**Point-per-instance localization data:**
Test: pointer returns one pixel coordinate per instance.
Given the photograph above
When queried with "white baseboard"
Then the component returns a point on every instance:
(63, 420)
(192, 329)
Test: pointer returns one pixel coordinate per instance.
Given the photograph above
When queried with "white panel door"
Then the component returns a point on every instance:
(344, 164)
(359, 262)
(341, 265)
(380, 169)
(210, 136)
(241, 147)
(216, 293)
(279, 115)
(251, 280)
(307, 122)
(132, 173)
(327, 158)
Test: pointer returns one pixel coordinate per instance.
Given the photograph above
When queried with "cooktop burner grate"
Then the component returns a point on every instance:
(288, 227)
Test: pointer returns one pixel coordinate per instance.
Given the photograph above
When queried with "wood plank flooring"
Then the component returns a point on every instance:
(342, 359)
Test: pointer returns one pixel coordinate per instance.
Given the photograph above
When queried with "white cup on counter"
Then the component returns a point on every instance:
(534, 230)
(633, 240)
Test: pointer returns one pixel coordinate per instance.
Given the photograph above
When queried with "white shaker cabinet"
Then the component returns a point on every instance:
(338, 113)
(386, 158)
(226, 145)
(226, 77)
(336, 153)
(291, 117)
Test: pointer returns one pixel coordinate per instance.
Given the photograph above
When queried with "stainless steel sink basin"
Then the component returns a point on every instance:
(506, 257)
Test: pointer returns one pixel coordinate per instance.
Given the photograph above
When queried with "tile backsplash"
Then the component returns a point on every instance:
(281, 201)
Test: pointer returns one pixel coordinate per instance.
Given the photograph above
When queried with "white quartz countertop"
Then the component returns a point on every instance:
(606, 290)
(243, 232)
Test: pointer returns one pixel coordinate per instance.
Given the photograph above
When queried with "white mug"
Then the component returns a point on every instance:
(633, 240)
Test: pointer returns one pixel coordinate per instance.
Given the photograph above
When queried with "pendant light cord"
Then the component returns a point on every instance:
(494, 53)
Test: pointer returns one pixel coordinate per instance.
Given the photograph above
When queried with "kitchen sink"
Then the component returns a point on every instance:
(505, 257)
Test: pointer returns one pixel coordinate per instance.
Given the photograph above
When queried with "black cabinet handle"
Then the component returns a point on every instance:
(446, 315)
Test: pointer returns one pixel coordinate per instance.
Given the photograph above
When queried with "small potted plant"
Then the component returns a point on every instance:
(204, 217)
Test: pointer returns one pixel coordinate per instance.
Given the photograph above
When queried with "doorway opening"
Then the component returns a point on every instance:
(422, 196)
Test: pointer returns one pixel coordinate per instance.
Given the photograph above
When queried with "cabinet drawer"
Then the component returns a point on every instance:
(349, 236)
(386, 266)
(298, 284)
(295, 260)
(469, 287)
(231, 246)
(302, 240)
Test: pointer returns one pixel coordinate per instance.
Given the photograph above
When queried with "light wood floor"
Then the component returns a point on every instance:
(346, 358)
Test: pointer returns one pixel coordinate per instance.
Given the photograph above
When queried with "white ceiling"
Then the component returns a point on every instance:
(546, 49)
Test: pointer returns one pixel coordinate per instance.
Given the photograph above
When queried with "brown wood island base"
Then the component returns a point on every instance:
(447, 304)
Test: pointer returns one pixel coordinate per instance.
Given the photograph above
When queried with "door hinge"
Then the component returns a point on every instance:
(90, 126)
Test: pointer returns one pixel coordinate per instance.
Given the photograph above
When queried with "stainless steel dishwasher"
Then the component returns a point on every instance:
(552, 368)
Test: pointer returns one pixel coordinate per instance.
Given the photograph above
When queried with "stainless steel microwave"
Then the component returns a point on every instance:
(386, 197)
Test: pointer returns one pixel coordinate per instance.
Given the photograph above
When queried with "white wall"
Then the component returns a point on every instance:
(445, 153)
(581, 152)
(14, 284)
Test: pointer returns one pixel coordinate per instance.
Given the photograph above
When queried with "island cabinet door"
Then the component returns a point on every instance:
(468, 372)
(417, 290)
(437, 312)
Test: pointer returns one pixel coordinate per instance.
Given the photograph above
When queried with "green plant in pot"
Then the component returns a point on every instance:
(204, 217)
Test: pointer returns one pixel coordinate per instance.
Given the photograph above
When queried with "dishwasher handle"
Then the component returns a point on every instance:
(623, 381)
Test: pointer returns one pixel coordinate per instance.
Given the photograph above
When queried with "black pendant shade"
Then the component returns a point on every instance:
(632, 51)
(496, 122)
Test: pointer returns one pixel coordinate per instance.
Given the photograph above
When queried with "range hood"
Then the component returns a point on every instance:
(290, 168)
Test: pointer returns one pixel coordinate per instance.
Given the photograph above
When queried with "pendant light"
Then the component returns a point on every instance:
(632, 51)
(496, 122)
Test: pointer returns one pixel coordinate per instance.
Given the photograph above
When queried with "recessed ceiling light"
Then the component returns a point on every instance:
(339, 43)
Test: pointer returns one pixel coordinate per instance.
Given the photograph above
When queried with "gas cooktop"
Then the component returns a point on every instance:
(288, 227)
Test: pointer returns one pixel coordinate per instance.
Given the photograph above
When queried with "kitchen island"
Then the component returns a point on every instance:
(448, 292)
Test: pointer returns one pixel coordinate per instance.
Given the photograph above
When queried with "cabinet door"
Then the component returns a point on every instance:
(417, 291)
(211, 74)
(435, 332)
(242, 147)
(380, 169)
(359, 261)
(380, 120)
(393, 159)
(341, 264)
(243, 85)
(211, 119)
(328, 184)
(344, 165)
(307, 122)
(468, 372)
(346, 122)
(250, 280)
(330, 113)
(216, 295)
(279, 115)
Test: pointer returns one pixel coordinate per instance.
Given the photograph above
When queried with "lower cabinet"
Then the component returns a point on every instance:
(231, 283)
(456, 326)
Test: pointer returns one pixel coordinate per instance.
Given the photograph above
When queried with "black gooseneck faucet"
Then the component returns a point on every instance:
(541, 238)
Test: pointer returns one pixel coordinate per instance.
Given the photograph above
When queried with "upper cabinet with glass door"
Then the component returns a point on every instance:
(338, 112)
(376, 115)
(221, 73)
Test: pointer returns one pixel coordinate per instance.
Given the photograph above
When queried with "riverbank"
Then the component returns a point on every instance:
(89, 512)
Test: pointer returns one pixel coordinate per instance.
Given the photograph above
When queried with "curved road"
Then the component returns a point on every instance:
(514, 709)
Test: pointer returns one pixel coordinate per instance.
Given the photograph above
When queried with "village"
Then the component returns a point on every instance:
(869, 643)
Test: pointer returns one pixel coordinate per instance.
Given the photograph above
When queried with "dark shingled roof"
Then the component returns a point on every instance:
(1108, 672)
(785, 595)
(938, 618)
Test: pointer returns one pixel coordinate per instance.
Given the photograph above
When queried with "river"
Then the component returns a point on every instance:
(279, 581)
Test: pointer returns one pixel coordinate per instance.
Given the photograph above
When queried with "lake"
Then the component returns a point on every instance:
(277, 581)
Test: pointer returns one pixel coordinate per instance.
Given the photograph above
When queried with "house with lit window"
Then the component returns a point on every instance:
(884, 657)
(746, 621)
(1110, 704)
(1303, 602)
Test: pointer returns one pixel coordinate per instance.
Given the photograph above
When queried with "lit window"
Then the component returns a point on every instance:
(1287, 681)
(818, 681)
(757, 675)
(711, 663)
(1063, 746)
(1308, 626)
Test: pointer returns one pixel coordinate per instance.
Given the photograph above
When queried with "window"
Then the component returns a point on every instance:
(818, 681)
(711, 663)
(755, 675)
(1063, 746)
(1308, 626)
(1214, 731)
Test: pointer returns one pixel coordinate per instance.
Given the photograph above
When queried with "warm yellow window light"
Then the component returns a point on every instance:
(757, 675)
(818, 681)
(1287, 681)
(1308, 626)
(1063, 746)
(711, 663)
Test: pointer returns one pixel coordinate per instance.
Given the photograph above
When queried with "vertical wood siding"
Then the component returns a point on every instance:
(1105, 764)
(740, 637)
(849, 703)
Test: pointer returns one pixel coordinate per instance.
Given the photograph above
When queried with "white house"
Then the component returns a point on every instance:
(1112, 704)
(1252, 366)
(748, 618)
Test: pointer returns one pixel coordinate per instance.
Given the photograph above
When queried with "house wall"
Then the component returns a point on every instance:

**INSTRUCTIONS TO FOLLOW:**
Copy out each line of the data that holds the string "handle".

**RESPONSE FOR THIS EXERCISE:**
When queried with "black cabinet handle"
When queried with "dishwasher handle"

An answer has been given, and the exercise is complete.